**Task statement:**
Where a line below holds the string "blue", copy that line.

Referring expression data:
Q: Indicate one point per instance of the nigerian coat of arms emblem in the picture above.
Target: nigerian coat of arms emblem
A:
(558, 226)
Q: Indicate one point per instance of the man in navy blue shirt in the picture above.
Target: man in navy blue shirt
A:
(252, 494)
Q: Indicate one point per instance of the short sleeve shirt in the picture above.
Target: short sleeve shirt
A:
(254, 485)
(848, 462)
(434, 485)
---
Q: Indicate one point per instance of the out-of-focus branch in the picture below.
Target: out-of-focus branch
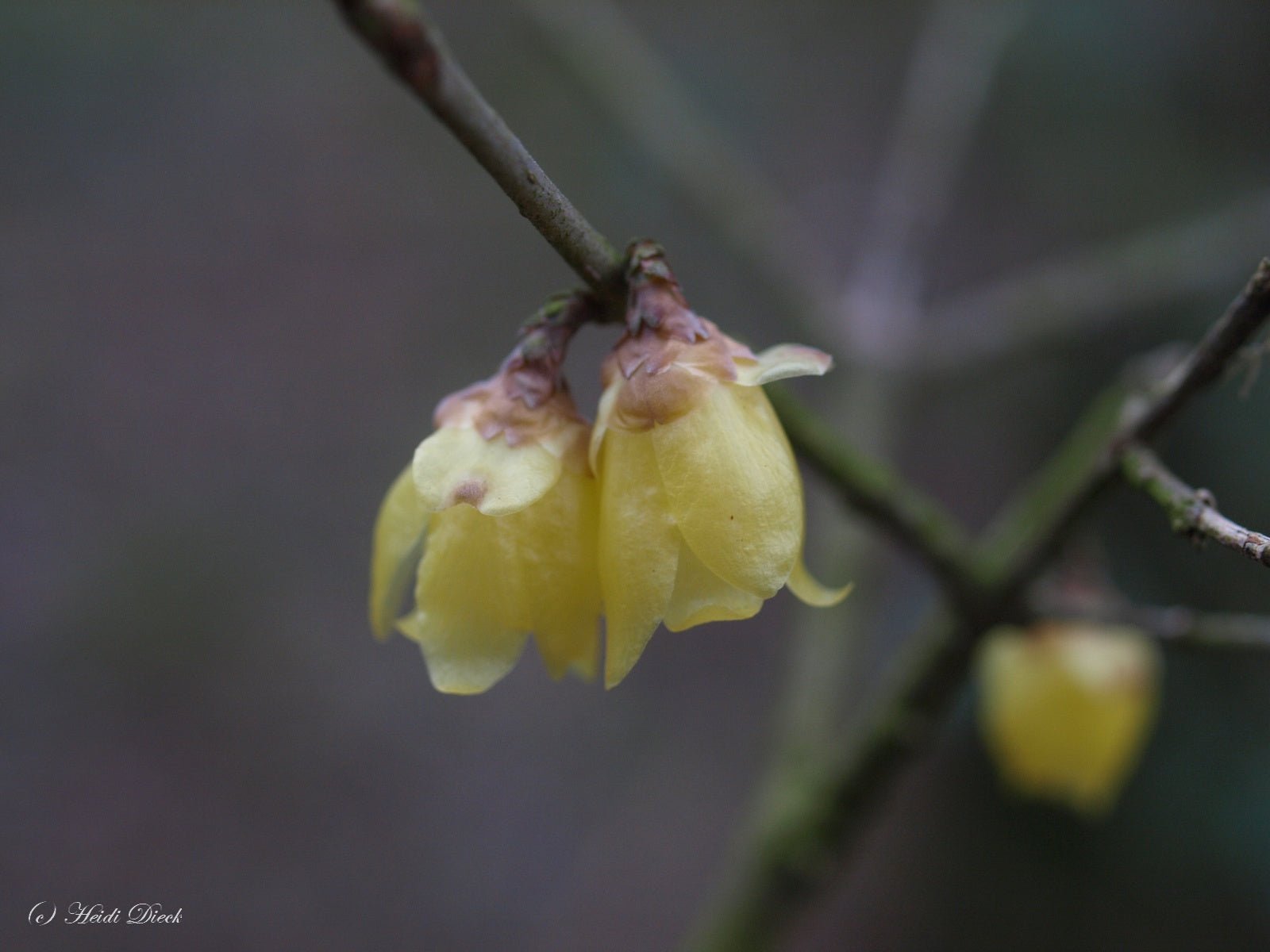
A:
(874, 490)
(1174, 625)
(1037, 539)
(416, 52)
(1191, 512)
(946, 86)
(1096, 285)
* * *
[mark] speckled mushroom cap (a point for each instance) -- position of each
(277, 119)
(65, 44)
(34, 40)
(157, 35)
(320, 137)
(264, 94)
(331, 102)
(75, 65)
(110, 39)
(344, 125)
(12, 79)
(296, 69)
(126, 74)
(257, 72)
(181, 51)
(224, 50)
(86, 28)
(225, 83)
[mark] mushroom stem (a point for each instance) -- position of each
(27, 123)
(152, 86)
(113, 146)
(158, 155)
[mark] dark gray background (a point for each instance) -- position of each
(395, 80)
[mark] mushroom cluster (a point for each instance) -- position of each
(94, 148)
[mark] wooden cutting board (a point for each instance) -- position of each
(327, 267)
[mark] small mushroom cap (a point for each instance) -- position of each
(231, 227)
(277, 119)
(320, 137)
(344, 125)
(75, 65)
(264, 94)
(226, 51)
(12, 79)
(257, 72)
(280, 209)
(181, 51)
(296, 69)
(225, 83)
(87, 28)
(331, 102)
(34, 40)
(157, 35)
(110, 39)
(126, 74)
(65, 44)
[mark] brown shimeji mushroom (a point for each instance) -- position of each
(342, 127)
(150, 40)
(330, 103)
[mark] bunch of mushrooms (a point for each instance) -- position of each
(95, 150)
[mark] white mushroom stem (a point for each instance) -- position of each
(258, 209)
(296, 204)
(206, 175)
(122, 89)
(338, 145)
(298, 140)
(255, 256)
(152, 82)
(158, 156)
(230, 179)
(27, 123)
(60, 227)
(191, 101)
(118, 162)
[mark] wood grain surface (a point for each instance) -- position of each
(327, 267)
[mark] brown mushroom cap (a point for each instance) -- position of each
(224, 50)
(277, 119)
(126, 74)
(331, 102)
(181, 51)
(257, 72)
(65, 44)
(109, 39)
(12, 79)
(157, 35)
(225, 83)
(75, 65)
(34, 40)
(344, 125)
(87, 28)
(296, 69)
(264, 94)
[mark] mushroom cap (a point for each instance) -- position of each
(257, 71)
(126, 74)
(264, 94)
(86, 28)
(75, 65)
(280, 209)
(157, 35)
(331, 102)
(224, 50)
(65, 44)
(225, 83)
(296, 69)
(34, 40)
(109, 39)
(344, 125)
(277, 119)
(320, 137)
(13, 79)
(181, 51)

**Written solution:**
Q: Indicate one point per instance of the man in navy blue shirt in the picture above.
Target: man in navy blue shirt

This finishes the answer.